- Aim of the exercise -
Please retype all of the material below word for word, leaving out the pictures.

- Dataset extract -
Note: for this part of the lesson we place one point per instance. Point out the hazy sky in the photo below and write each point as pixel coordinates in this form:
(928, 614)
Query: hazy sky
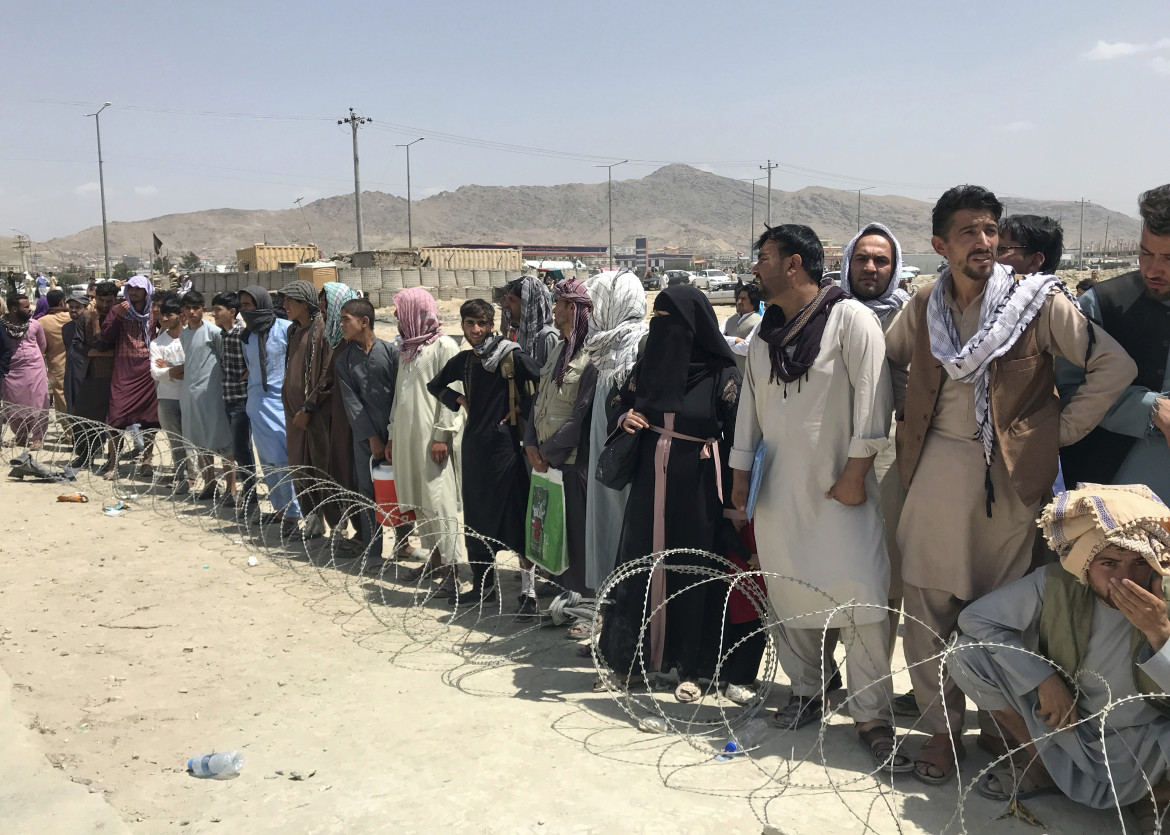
(235, 104)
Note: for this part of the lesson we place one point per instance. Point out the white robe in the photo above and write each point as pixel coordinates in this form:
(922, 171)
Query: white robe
(841, 411)
(418, 420)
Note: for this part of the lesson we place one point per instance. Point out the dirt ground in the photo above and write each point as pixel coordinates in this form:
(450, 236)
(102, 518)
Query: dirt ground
(131, 643)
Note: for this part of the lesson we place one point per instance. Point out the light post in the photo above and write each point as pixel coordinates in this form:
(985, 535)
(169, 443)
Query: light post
(751, 235)
(867, 188)
(410, 233)
(101, 184)
(611, 167)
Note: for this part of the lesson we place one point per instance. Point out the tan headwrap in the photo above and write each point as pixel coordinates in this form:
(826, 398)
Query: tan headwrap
(1080, 524)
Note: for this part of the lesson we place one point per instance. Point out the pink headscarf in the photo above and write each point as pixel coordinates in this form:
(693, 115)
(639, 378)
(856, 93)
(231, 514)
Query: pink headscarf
(418, 321)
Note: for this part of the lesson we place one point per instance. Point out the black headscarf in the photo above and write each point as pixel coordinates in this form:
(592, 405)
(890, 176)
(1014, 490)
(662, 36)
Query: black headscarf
(683, 346)
(793, 345)
(259, 322)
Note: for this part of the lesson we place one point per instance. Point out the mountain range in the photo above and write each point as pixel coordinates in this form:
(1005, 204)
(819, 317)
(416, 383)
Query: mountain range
(675, 206)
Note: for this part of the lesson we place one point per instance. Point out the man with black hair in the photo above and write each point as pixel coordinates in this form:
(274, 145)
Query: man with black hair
(366, 371)
(979, 427)
(1030, 243)
(817, 394)
(53, 323)
(204, 420)
(740, 325)
(166, 353)
(499, 384)
(226, 316)
(558, 429)
(1130, 446)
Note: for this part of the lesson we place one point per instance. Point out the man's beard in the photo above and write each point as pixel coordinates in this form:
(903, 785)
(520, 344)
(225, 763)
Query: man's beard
(864, 295)
(972, 273)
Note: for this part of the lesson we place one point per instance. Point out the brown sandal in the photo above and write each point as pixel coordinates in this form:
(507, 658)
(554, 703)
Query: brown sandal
(938, 753)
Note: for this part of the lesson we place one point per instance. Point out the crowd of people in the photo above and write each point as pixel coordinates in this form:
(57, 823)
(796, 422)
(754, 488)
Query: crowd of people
(859, 450)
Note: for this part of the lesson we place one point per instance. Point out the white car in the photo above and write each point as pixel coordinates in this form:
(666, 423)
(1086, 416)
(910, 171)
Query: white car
(703, 278)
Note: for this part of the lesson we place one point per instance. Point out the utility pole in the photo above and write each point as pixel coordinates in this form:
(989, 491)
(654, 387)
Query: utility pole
(1080, 245)
(410, 233)
(297, 204)
(611, 167)
(751, 232)
(22, 245)
(101, 184)
(768, 216)
(353, 121)
(859, 204)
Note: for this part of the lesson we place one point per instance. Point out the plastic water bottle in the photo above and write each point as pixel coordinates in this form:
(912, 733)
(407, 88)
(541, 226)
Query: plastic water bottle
(217, 766)
(652, 724)
(744, 739)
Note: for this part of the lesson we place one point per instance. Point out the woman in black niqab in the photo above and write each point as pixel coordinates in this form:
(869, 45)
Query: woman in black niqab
(687, 384)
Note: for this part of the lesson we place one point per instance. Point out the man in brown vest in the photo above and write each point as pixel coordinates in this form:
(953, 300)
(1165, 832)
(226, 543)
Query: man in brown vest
(978, 430)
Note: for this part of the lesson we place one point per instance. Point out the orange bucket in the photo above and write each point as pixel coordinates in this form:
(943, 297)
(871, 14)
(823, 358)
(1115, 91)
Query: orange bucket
(386, 496)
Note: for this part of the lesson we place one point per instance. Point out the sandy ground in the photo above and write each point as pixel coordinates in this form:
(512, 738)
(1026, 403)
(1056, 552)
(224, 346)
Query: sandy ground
(135, 642)
(130, 643)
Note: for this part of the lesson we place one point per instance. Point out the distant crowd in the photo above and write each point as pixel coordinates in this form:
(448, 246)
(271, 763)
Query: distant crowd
(839, 453)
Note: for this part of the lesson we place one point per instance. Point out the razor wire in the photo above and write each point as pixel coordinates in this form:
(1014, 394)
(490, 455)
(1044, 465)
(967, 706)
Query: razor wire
(479, 635)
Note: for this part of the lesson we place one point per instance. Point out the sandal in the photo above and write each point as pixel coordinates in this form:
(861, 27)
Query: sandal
(580, 630)
(937, 753)
(1023, 784)
(1146, 814)
(798, 712)
(879, 740)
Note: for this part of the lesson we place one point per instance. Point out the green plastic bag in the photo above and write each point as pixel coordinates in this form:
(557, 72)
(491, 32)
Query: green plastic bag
(544, 542)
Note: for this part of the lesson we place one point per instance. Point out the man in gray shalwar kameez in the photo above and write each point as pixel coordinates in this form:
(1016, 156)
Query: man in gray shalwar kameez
(1098, 620)
(205, 425)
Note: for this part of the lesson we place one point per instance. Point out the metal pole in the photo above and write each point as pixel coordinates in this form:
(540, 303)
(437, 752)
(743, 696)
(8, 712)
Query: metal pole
(611, 167)
(101, 185)
(1080, 243)
(410, 232)
(859, 204)
(353, 121)
(768, 219)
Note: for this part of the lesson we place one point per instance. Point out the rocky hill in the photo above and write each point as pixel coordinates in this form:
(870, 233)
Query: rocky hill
(675, 206)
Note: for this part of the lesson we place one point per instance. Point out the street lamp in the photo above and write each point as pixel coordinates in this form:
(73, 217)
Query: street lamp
(751, 236)
(410, 234)
(611, 167)
(859, 202)
(101, 184)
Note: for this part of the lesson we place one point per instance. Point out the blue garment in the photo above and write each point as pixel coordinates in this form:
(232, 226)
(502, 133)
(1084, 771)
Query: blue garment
(1149, 459)
(266, 411)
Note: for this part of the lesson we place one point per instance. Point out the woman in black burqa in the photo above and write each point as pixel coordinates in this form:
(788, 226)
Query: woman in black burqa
(686, 384)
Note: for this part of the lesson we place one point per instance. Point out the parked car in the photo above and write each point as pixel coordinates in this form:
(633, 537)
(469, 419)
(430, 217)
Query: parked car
(721, 283)
(702, 278)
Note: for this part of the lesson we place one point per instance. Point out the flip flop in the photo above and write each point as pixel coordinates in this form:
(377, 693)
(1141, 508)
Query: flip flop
(883, 747)
(945, 761)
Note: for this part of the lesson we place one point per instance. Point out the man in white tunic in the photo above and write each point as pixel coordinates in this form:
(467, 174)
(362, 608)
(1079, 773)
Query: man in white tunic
(817, 393)
(619, 328)
(1096, 620)
(422, 434)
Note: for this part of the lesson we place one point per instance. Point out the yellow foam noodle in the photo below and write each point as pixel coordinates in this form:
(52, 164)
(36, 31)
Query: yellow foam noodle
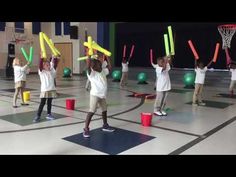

- Expected answer -
Note: for this part of the lesson we place one point per instance. Point out the hazy sky in the photo below and write each point as pixel coordinates in this form:
(928, 614)
Query: hazy sky
(235, 104)
Note: for this part of the lesson we place one point per instance. Point out the white robe in the photo above and write each point as pixel coordinates in this form:
(922, 171)
Query: white robe
(841, 411)
(418, 420)
Note: for this part of the lesson we place one point per instance. Point out the dirt ground in the photo above and write each point as pixel coordinates in this form:
(450, 236)
(102, 518)
Query: dirt ground
(131, 643)
Note: for this part of the lesson we place one point per instance. Point out the light post in the photo above and write each point as pixel coordinates in this form:
(985, 535)
(169, 443)
Query: light post
(751, 235)
(867, 188)
(410, 233)
(101, 184)
(611, 167)
Note: for this part of the lesson we place one point per instance. Point out the tan headwrap in the photo above and write each point as pixel coordinates in this form:
(826, 398)
Query: tan headwrap
(1080, 524)
Note: for this part of the lesson we place one point per instance. Point out the pink headscarf in the photo above and write each point as pixel coordinates in this form:
(693, 115)
(639, 378)
(856, 93)
(231, 514)
Query: pink headscarf
(418, 321)
Note: for this part of the lesson we place one point per instance. Point out the black headscarf in the photo above and write each point as pixel coordinates in this form:
(592, 405)
(890, 176)
(1014, 490)
(662, 36)
Query: black headscarf
(683, 346)
(793, 345)
(259, 322)
Note: for this part of the lesson we place one point per instance. Point out the mountain range in the photo above and write each point as pixel coordinates in this form:
(1005, 204)
(819, 317)
(416, 383)
Query: mountain range
(675, 206)
Note: for this part of the lesson we place one point per instance. Point out the man with black hair in the photo above and write each point as pixel coordinates in this form:
(274, 145)
Query: man with black hair
(366, 371)
(979, 427)
(1030, 243)
(817, 394)
(53, 323)
(204, 420)
(740, 325)
(166, 353)
(499, 384)
(226, 316)
(558, 429)
(1130, 446)
Note: for this part of the lesson we place one point per instance. Point out the man's beard in the photo above and write each point as pixel coordinates in this form:
(903, 785)
(520, 344)
(225, 763)
Query: man's beard
(864, 295)
(972, 273)
Note: for this part of the lesson we place one point per instance. Point out the brown sandal in the photo above and write each point as pixel coordinates in this form:
(507, 658)
(554, 703)
Query: brown sandal
(938, 753)
Note: for this part of the lesson we place one point per instance. Point out the crowd of people in the photo above and write each point as pixel coordinates in this form:
(57, 823)
(796, 422)
(754, 488)
Query: crowd of people
(859, 450)
Note: for this part of the lesson we place one point per instance. Point out the white car in the photo above and write each point as pixel coordinates in this form:
(666, 423)
(1086, 416)
(910, 171)
Query: white car
(703, 278)
Note: for this part of the lesson we place one point per instance. Point out the utility pole in the photo above and write each point as pixel coordinates in this form:
(989, 491)
(654, 387)
Query: utility pole
(1080, 245)
(410, 233)
(297, 204)
(611, 167)
(751, 232)
(22, 245)
(101, 184)
(768, 216)
(353, 121)
(859, 204)
Note: for this part of the lesson we place one point per instance. Point out the plastic water bottle in the photo above and write each point as pixel coordinates in this form:
(912, 733)
(407, 88)
(541, 226)
Query: plastic water bottle
(217, 766)
(652, 724)
(744, 739)
Note: for this part of the lesson we place one point per instance. Point out the woman in black niqab in the photo above and write each point as pixel coordinates in this form:
(869, 45)
Query: woman in black niqab
(687, 384)
Note: for this part of the lesson we place one point per instance. Point out the man in brown vest in the photo above and write each point as pixel coordinates in this form:
(953, 300)
(1165, 832)
(226, 543)
Query: man in brown vest
(978, 430)
Note: for this part of the lesson we place one point per instance. Point out the orange bucket in the photo above and write each point as pixel coordinates in this form:
(943, 297)
(871, 14)
(823, 358)
(1115, 91)
Query: orange bucket
(386, 496)
Note: for this part of the lesson we place one point per instance. Point out the sandy ground in the photo above and write each point as pixel coordinates in this form:
(512, 738)
(1026, 403)
(1056, 552)
(224, 346)
Query: sandy ground
(135, 642)
(130, 643)
Note: for this part of the lesson we place one point per instance. Point out the distant crowd in the photo above and write each point as pixel coordinates in this form:
(448, 246)
(271, 763)
Query: distant crowd
(839, 453)
Note: for this part of the lesson we place one point per instance. Point out the razor wire in the photo above and write each point as pixel coordinates in this form:
(1014, 394)
(490, 455)
(1044, 465)
(967, 706)
Query: razor wire
(479, 635)
Note: for this part of the lesson we place one point per instance. Point out the sandal in the photo above and write each point as pixel coordinates in this form:
(861, 27)
Query: sandal
(580, 630)
(937, 753)
(1023, 784)
(1146, 814)
(798, 712)
(879, 740)
Note: for this part of the lesson we place one point per instance. Point out the green plastic bag in the photo above and write each point as pixel coordinates in this form:
(557, 72)
(491, 32)
Query: green plastic bag
(544, 542)
Note: for this part of the lesson we place one point per instance. Point out the man in gray shalwar kameez in the photo above and write each point as pixel coordinates in this form:
(1016, 156)
Query: man in gray shalwar kameez
(1098, 620)
(205, 425)
Note: for this part of the lesson we place one point per instance. Point out the metal pole in the photo above and write each point as pixel coordinates in this form:
(540, 303)
(437, 752)
(743, 696)
(8, 712)
Query: metal pole
(611, 167)
(101, 185)
(1080, 243)
(410, 232)
(859, 204)
(353, 121)
(768, 219)
Note: for this part of the lesson we place one point per instance. Point out the rocky hill in the photo above and write each point as pixel coordinates in this form:
(870, 233)
Query: rocky hill
(675, 206)
Note: for this part of the lesson we place one point per instance. Point out the street lamp in the photo above and write each point as pixel coordinates in this form:
(73, 217)
Query: street lamp
(751, 236)
(410, 234)
(611, 167)
(859, 202)
(101, 184)
Note: for this part of the lesson we place one point per instance. Point out the blue garment in the photo above and write each point as pixel coordinates in this form:
(232, 226)
(502, 133)
(1084, 771)
Query: blue garment
(1149, 459)
(266, 411)
Note: for this part of the lesson we place one point per instance. Point out the woman in black burqa in the photo above and write each point as pixel coordinates in this form:
(788, 226)
Query: woman in black burqa
(686, 384)
Note: for this part of the lesson we place one point per instance. Point out the parked car in the photo above and write each point as pixel coordinates in this form:
(633, 537)
(469, 419)
(430, 217)
Query: parked car
(721, 283)
(702, 278)
Note: for this part of the lesson we place one point per instance. Point out the flip flop in the photo above and write each point as pixel coordinates in this form:
(377, 693)
(1141, 508)
Query: flip flop
(883, 747)
(945, 761)
Note: for this part of the lesson we place one point per instance. Point out the man in white tunic in the photo above and write each point as pixel coordinates in this form:
(467, 174)
(362, 608)
(1079, 773)
Query: man in white tunic
(817, 393)
(619, 328)
(1096, 620)
(422, 434)
Note: for this part of the lesson we place one point per instance. Point out the yellow foam noodle in the photo below and write each point as pixel coordinates in this form:
(52, 164)
(36, 31)
Query: yellow foam noodle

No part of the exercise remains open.